◆ **Problem details**
Please output the records below word for word and omit the pictures.

[Start of section]

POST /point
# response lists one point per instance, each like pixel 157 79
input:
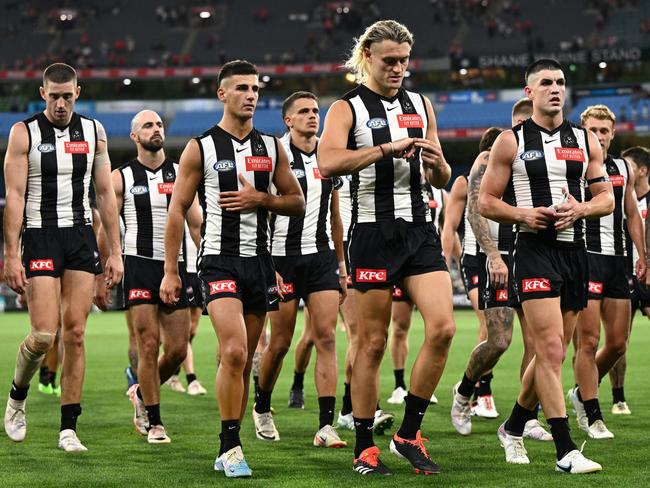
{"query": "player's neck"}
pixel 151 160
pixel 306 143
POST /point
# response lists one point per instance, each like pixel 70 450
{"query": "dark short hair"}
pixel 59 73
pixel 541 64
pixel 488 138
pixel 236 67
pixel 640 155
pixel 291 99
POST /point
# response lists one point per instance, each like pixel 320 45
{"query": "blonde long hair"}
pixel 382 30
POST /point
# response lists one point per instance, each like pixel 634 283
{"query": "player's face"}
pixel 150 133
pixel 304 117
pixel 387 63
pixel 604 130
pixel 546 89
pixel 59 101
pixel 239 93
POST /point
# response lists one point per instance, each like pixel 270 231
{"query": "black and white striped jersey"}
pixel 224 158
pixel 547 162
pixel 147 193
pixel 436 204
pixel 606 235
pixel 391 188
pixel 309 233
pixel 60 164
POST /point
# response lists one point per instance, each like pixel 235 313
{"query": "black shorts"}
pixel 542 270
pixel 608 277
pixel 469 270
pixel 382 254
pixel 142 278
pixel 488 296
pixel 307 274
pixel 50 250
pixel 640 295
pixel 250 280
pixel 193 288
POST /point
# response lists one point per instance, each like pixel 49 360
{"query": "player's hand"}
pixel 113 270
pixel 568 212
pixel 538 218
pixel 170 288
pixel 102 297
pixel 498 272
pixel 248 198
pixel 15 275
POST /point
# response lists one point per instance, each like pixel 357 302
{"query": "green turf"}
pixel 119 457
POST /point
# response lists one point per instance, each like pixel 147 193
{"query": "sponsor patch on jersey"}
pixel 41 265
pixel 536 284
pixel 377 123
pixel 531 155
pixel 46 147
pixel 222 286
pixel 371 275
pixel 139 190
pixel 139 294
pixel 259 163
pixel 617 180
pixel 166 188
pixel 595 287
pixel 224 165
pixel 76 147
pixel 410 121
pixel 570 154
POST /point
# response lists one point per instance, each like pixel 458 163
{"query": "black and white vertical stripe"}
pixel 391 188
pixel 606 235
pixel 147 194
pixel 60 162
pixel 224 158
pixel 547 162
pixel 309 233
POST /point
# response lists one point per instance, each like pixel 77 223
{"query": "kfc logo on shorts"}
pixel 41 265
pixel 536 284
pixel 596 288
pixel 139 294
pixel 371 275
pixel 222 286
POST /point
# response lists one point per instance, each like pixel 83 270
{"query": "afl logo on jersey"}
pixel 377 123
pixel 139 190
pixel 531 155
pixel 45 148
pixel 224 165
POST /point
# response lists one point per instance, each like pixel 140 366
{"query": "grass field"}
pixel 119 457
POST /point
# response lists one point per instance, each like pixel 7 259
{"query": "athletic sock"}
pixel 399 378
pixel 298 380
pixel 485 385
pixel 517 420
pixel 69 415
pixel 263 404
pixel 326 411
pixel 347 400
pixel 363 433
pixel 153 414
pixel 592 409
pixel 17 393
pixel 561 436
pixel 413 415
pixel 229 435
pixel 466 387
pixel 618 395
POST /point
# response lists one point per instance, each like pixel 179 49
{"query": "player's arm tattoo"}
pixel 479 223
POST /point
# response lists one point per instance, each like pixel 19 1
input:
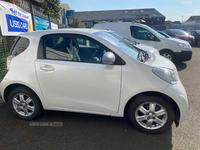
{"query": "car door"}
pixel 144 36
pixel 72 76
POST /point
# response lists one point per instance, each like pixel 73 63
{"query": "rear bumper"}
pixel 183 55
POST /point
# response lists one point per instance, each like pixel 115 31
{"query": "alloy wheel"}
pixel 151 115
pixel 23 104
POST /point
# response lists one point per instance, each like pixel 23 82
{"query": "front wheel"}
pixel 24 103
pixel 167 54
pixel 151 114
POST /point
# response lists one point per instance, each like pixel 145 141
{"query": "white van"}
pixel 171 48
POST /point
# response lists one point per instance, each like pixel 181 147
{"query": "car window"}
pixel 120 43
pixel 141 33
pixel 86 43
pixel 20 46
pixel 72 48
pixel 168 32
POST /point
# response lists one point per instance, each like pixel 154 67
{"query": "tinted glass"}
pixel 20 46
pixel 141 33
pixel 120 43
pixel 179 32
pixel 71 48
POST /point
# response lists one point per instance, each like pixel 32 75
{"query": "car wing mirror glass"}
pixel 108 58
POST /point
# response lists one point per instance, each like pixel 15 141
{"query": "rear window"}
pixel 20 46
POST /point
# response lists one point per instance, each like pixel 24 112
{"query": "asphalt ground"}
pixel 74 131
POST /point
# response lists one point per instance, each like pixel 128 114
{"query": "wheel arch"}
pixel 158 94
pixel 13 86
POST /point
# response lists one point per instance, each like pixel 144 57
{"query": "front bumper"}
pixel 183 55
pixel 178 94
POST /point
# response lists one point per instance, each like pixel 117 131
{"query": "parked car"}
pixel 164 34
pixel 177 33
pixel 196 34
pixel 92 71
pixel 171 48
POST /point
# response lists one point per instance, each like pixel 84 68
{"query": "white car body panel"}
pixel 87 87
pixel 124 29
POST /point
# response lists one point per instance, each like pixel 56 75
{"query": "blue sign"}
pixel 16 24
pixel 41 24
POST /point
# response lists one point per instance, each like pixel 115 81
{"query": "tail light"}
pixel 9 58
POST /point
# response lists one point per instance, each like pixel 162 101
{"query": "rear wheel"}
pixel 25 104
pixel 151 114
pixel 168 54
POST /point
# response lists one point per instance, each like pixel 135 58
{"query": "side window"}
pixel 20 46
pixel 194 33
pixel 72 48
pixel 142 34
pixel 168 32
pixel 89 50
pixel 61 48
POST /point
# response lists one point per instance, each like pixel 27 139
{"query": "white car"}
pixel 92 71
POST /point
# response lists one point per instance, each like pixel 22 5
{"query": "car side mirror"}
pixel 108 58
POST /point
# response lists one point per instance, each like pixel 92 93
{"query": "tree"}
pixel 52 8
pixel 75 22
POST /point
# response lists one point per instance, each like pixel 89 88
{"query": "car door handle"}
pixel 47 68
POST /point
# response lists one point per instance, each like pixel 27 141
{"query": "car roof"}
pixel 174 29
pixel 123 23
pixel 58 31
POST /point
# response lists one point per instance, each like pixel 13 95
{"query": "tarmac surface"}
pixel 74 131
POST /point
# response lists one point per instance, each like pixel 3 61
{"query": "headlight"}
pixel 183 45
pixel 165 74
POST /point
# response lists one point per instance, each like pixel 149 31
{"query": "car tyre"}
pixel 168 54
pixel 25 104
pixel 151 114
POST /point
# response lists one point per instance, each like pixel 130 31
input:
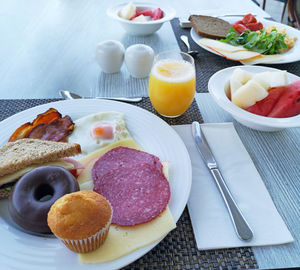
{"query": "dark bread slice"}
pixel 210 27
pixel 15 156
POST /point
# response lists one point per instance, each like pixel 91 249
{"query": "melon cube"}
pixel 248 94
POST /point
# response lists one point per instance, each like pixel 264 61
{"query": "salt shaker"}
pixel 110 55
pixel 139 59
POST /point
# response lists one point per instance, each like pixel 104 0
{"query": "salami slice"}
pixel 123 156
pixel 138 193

[End of section]

◆ **Task result**
POST /point
# response lists one point per instance, each like pixel 157 79
input:
{"query": "player's neck"}
pixel 151 160
pixel 306 143
POST /point
# response lists one point per instance, each like pixel 70 450
{"query": "dark short hair"}
pixel 59 73
pixel 541 64
pixel 488 138
pixel 236 67
pixel 640 155
pixel 291 99
POST /point
# response lists one point per instance, each like pixel 320 45
{"query": "blonde long hair"}
pixel 382 30
POST /point
# response lists one point per instance, each like pixel 634 283
{"query": "player's face"}
pixel 150 133
pixel 304 117
pixel 387 63
pixel 604 130
pixel 546 89
pixel 59 101
pixel 239 93
POST /point
# response lists one point per instance, each like pixel 270 231
{"query": "black and white striped jersey"}
pixel 224 158
pixel 547 162
pixel 147 193
pixel 436 204
pixel 606 235
pixel 391 188
pixel 309 233
pixel 60 164
POST /point
# response lists one point per instance, each like pixel 235 313
{"query": "black shorts"}
pixel 542 270
pixel 608 277
pixel 469 270
pixel 382 254
pixel 142 278
pixel 488 296
pixel 307 274
pixel 50 250
pixel 640 295
pixel 250 280
pixel 193 288
POST /point
# response lists one point per instance, each like pixel 49 360
{"query": "player's hand"}
pixel 113 270
pixel 568 212
pixel 538 218
pixel 170 288
pixel 102 297
pixel 498 272
pixel 248 198
pixel 15 275
POST /point
# response lists one point per instance, each like pixel 357 302
{"query": "green turf"}
pixel 119 457
POST /point
# response lists one point per instance, each like pixel 147 193
{"query": "sponsor patch on jersey"}
pixel 41 265
pixel 536 284
pixel 377 123
pixel 531 155
pixel 46 147
pixel 222 286
pixel 371 275
pixel 139 190
pixel 139 294
pixel 259 163
pixel 617 180
pixel 166 188
pixel 595 287
pixel 224 165
pixel 76 147
pixel 410 121
pixel 570 154
POST /point
# response lists one point per instance, each like pixel 458 163
{"query": "black and white vertical stripe"}
pixel 391 188
pixel 606 235
pixel 147 194
pixel 60 162
pixel 224 158
pixel 547 162
pixel 309 233
POST /point
# response lists one point per instance, each like pixel 77 223
{"query": "kfc logo on shorts"}
pixel 41 265
pixel 536 284
pixel 596 288
pixel 139 294
pixel 371 275
pixel 222 286
POST /point
# response lists one point per instance, each like pixel 83 270
{"query": "afl logo on jersey"}
pixel 377 123
pixel 139 190
pixel 531 155
pixel 45 148
pixel 224 165
POST /point
# response lists one point per instance, each like pixel 140 366
{"query": "grass field"}
pixel 119 457
POST /point
# response lists one point per instance, each like pixel 7 259
{"query": "athletic sock"}
pixel 399 378
pixel 298 380
pixel 485 385
pixel 517 420
pixel 69 415
pixel 263 404
pixel 326 411
pixel 347 400
pixel 363 433
pixel 153 414
pixel 592 409
pixel 17 393
pixel 561 436
pixel 413 415
pixel 229 435
pixel 466 387
pixel 618 395
POST /point
# response lists one point per instance, each like pixel 179 49
{"query": "player's arm tattoo"}
pixel 479 223
POST /point
# response lists one point per instance, each like pixel 19 1
input:
{"query": "car door"}
pixel 144 36
pixel 72 76
POST /point
# response lists one point per instance, each like pixel 73 63
{"query": "rear bumper"}
pixel 183 55
POST /point
# response lists one point per instance, each like pixel 115 31
{"query": "alloy wheel"}
pixel 151 115
pixel 23 104
POST /point
# response lists one point per instance, each like pixel 23 82
{"query": "front wheel"}
pixel 24 103
pixel 167 54
pixel 151 114
POST /point
# response lists one point per instance, each like pixel 145 141
{"query": "white van"}
pixel 171 48
POST /point
# response lists one point per instance, each like pixel 181 147
{"query": "car window"}
pixel 120 43
pixel 141 33
pixel 86 43
pixel 20 46
pixel 72 48
pixel 168 32
POST /point
# response lists one point per instance, each like pixel 154 67
{"query": "tinted glass"}
pixel 20 46
pixel 141 33
pixel 120 43
pixel 179 32
pixel 71 48
POST /point
# response lists one point per instance, each like pixel 32 75
{"query": "car wing mirror glass"}
pixel 108 58
POST /point
# response lists one point per instance, each like pixel 15 141
{"query": "rear window"}
pixel 20 46
POST /point
# response lists one point per instance, each like pixel 24 112
{"query": "asphalt ground"}
pixel 74 131
POST /point
# response lists one point per instance, each like pixel 128 114
{"query": "wheel arch"}
pixel 158 94
pixel 13 86
POST /point
# response lists one point per instance, each like pixel 144 57
{"query": "front bumper"}
pixel 183 55
pixel 178 94
POST /point
# response lists one point per instance, each like pixel 117 131
{"query": "parked car"}
pixel 164 34
pixel 177 33
pixel 196 34
pixel 92 71
pixel 171 48
POST /point
# response lists one point per instance, each like pixel 84 68
{"query": "white car body panel"}
pixel 87 87
pixel 124 29
POST /point
# response lists one point per instance, each like pixel 56 75
{"query": "blue sign"}
pixel 16 24
pixel 41 24
POST /point
# response lists one point per instance, each like pixel 115 81
{"query": "tail light"}
pixel 9 58
POST /point
# response lists one point per instance, each like pixel 162 101
{"query": "rear wheel"}
pixel 25 104
pixel 151 114
pixel 168 54
POST /point
# response lists one point per instance, each like pixel 135 58
{"query": "side window"}
pixel 20 46
pixel 194 33
pixel 72 48
pixel 142 34
pixel 168 32
pixel 89 50
pixel 61 48
POST /point
# response lists one point per instance, each like pixel 27 139
{"query": "white car"}
pixel 92 71
POST /point
# response lists one point per instance, each like pixel 22 5
{"query": "car side mirror"}
pixel 108 58
POST /point
# response lists one point per instance, each like pixel 92 93
{"query": "tree"}
pixel 52 8
pixel 75 22
POST /point
# response lists one point per instance, each like pixel 89 88
{"query": "car door handle"}
pixel 47 68
POST /point
# response lists one point per instance, each like pixel 27 141
{"query": "car roof"}
pixel 174 29
pixel 123 23
pixel 58 31
POST /point
# response lists one point per instance, each like pixel 13 95
{"query": "tarmac surface"}
pixel 74 131
POST /point
# response lists one point per instance, each like pixel 3 61
{"query": "headlight"}
pixel 183 45
pixel 165 74
POST /point
# response lists one point per instance, each like pixel 149 31
{"query": "car tyre"}
pixel 168 54
pixel 25 104
pixel 151 114
POST /point
# response lists one point per instance, each like pixel 130 31
input:
{"query": "dark bread slice"}
pixel 210 27
pixel 15 156
POST /point
# response lists one point per instance, each like pixel 91 249
{"query": "melon cube"}
pixel 248 94
POST /point
# response lists one point per instance, each like pixel 264 61
{"query": "salt shaker"}
pixel 110 55
pixel 139 59
POST /point
# response lists one point per instance, each like pixel 104 0
{"query": "salami slice"}
pixel 123 156
pixel 138 193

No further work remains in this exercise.